Written problem >> Put every line of the rows below into a Markdown table with two columns, Line number and Line text, and leave out any blank lines.

(Rows from a collection)
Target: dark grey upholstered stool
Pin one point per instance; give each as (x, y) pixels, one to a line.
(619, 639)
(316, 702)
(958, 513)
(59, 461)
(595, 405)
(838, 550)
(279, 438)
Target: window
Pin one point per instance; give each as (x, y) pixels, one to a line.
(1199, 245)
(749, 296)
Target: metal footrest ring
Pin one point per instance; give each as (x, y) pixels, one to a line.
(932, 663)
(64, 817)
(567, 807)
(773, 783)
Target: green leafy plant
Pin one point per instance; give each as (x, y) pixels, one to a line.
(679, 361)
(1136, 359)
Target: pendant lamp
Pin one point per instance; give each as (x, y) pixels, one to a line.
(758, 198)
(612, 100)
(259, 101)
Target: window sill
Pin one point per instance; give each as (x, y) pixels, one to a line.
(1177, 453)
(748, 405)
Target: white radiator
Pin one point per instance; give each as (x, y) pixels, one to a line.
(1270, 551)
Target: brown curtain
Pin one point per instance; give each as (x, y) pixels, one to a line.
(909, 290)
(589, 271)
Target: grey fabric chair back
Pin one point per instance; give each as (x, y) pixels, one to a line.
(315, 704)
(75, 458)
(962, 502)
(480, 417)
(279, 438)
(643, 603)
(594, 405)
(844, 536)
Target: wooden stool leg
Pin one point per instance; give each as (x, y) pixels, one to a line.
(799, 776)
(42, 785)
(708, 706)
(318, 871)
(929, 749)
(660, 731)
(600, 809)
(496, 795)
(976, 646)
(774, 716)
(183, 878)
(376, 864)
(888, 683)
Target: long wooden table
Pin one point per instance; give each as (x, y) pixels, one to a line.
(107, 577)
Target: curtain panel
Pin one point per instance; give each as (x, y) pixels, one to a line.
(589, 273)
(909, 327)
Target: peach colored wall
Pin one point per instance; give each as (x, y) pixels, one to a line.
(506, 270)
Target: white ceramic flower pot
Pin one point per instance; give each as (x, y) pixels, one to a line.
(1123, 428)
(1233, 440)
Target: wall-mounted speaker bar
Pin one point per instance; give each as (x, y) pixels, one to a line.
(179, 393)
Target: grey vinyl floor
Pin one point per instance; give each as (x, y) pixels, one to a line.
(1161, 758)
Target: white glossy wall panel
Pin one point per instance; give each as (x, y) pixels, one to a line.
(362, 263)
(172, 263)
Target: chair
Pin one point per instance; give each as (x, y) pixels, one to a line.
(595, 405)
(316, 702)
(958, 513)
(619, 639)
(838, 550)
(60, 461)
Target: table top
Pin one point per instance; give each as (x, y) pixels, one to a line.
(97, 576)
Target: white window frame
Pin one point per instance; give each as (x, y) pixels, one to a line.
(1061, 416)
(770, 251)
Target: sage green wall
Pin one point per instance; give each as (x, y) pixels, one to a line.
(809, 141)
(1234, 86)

Solved problem >>
| Line number | Line text |
|---|---|
| 1 | Target: dark grey upholstered stool |
| 2 | Pin one point per instance; give each as (x, y) pixels, one to a line. |
| 3 | (619, 639) |
| 4 | (316, 702) |
| 5 | (958, 513) |
| 6 | (59, 461) |
| 7 | (595, 405) |
| 8 | (838, 550) |
| 9 | (279, 438) |
| 10 | Target: window |
| 11 | Pin one point per instance; give each as (x, y) pixels, one to a line. |
| 12 | (1199, 245) |
| 13 | (749, 296) |
| 14 | Target: metal footrest ring |
| 15 | Pin one point per instance; give each as (x, y) pixels, one to a line. |
| 16 | (932, 663) |
| 17 | (64, 817) |
| 18 | (567, 807) |
| 19 | (773, 783) |
| 20 | Target: green leafy plant |
| 21 | Pin one point per instance; give each as (x, y) pixels, one to a line. |
| 22 | (679, 361) |
| 23 | (1136, 359) |
| 24 | Target: pendant lamp |
| 25 | Pin one point per instance; give each as (x, y) pixels, one to a line. |
| 26 | (758, 198) |
| 27 | (612, 100) |
| 28 | (259, 101) |
| 29 | Target: window sill |
| 30 | Pin one point per instance; give each as (x, y) pixels, one to a line. |
| 31 | (1177, 453) |
| 32 | (748, 405) |
| 33 | Target: white radiator |
| 34 | Pin one point per instance; give each as (x, y) pixels, one to a line. |
| 35 | (1270, 551) |
| 36 | Target: brown curtain |
| 37 | Pin one point per instance; give each as (x, y) pixels, one to a line. |
| 38 | (909, 290) |
| 39 | (589, 271) |
| 40 | Target: grey fabric chair back |
| 41 | Pin one point per instance; give each as (x, y) pixels, one to a line. |
| 42 | (315, 704) |
| 43 | (75, 458) |
| 44 | (962, 502) |
| 45 | (480, 417) |
| 46 | (279, 438) |
| 47 | (643, 603) |
| 48 | (594, 405) |
| 49 | (844, 536) |
| 50 | Target: wooden stool leg |
| 51 | Pin one point per instance; give each as (x, y) pixels, one to a line. |
| 52 | (799, 776) |
| 53 | (42, 785) |
| 54 | (708, 706) |
| 55 | (318, 871) |
| 56 | (929, 749) |
| 57 | (660, 731) |
| 58 | (600, 809) |
| 59 | (496, 795) |
| 60 | (976, 646) |
| 61 | (774, 716) |
| 62 | (183, 878) |
| 63 | (376, 864) |
| 64 | (888, 683) |
| 65 | Target: long wooden table |
| 66 | Pin one point per instance; give each as (x, y) pixels, one to a line. |
| 67 | (107, 577) |
| 68 | Target: curtain panel |
| 69 | Pin one point per instance; give each as (x, y) pixels, one to a line. |
| 70 | (589, 273) |
| 71 | (909, 327) |
| 72 | Target: peach colored wall |
| 73 | Pin one point per instance; give each as (x, y) pixels, one to a line. |
| 74 | (506, 270) |
| 75 | Target: white ceramic flower pot |
| 76 | Pin one point per instance; give each as (x, y) pixels, one to a line. |
| 77 | (1123, 428) |
| 78 | (1233, 440) |
| 79 | Target: wall-mounted speaker bar |
| 80 | Pin one point per instance; give each as (x, y) pixels, one to a line. |
| 81 | (179, 393) |
| 82 | Target: grey vinyl floor |
| 83 | Pin one point per instance; give each as (x, y) pixels, one to a line. |
| 84 | (1161, 758) |
| 85 | Target: white glossy wall panel |
| 86 | Pin one point per instance; give each as (x, y) pixels, one to a line. |
| 87 | (362, 263) |
| 88 | (172, 263) |
| 89 | Target: chair |
| 90 | Pin one point per instance; give each as (x, y) pixels, one to a line. |
| 91 | (595, 405) |
| 92 | (316, 702) |
| 93 | (958, 513) |
| 94 | (619, 639) |
| 95 | (838, 550) |
| 96 | (60, 461) |
| 97 | Target: table top |
| 98 | Pin one point per instance; give each as (x, y) pixels, one to a line. |
| 99 | (97, 576) |
| 100 | Target: white window frame |
| 101 | Pin one point per instance; give each as (x, y) pixels, one to a line. |
| 102 | (1061, 416) |
| 103 | (770, 251) |
| 104 | Target: sage green wall |
| 105 | Pin one point per instance; give each as (x, y) pixels, one to a line. |
| 106 | (809, 141) |
| 107 | (1234, 86) |